The following advice from the UK Government provides further detail for pet owners and livestock keepers on maintaining the welfare of their animals during the coronavirus pandemic.
There is no evidence of coronavirus circulating in pets or other animals in the UK and there is nothing to suggest animals may transmit the disease to humans. In line with the general advice on fighting coronavirus, you should wash your hands regularly, including before and after contact with animals.
If your dog cannot exercise at home, you should ask someone outside of your household to walk your dog for you.
All non-essential trips to vets should be avoided. If your pet needs urgent treatment, you must phone the vet to arrange the best approach to meet your pets’ needs.
You may leave your house to exercise once a day and you should combine this with walking your dog. In doing so, it is important that you minimise the time spent outside of the home and remain 2 metres away from anyone outside of your household.
All non-essential trips to vets should be avoided. If your pet needs urgent treatment, you may take them, but must remember to wash your hands and remain 2 metres away from anyone outside your household. You must call the vet before going to see them.
You may also leave your house to provide care or help a vulnerable person. This includes walking a dog for someone who is unable to leave their house because they are self isolating or being shielded. You should remember to wash your hands before and after handling the dog and keep 2 metres away from other people and animals, including when handing over the dog to the owner.
You should wash your hands before and after any contact with your cat.
If you have a horse in livery, you must not visit them whilst you are self-isolating. You should contact your yard manager or vet to make suitable welfare arrangements.

(RAW DATA)
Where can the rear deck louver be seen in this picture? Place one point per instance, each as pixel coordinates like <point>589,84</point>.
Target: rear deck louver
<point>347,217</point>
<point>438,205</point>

(PROBLEM DETAILS)
Quote the passage of the coronavirus animal welfare guidance that begins with the words "You may also" and ends with "with your cat.", keeping every word unchanged.

(SOLUTION TO THIS TASK)
You may also leave your house to provide care or help a vulnerable person. This includes walking a dog for someone who is unable to leave their house because they are self isolating or being shielded. You should remember to wash your hands before and after handling the dog and keep 2 metres away from other people and animals, including when handing over the dog to the owner.
You should wash your hands before and after any contact with your cat.